Point localization data:
========================================================================

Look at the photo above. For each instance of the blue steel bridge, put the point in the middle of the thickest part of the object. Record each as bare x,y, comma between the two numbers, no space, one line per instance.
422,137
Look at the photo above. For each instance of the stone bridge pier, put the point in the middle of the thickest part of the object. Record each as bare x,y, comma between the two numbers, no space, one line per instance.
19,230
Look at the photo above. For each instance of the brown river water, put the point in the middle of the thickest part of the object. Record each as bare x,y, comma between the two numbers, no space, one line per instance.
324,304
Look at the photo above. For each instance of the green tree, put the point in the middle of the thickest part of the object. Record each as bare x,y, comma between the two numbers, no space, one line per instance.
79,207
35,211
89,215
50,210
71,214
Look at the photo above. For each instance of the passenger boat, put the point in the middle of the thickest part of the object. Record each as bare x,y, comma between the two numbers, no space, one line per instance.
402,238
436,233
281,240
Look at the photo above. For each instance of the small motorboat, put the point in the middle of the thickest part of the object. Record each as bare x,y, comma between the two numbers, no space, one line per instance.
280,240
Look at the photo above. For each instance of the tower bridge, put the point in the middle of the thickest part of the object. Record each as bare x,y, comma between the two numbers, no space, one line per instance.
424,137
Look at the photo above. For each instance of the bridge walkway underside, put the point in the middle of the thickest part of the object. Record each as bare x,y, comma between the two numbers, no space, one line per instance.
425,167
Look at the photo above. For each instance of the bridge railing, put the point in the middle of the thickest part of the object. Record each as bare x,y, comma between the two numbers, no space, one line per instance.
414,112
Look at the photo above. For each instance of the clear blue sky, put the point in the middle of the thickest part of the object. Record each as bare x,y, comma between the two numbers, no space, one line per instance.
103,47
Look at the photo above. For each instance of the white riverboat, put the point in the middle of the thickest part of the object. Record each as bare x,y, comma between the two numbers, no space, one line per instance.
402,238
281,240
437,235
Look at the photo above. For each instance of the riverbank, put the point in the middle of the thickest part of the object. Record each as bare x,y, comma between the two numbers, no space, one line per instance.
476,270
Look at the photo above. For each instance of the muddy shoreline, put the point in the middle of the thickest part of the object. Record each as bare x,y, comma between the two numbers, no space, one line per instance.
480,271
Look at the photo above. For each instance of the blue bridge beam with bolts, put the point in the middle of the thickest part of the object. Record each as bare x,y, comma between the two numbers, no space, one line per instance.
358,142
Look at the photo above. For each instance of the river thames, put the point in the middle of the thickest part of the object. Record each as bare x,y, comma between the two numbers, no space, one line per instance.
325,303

========================================================================

Your task: Please write out the lines that run from the one with "river thames, put" to the end of the records, both included, exactly as they appear.

Result for this task:
Look at the photo above. For each instance of the river thames, put the point in the middle of the thickest part of the object. Record each as bare x,y, comma between the two numbers, no space, one line per instance.
325,303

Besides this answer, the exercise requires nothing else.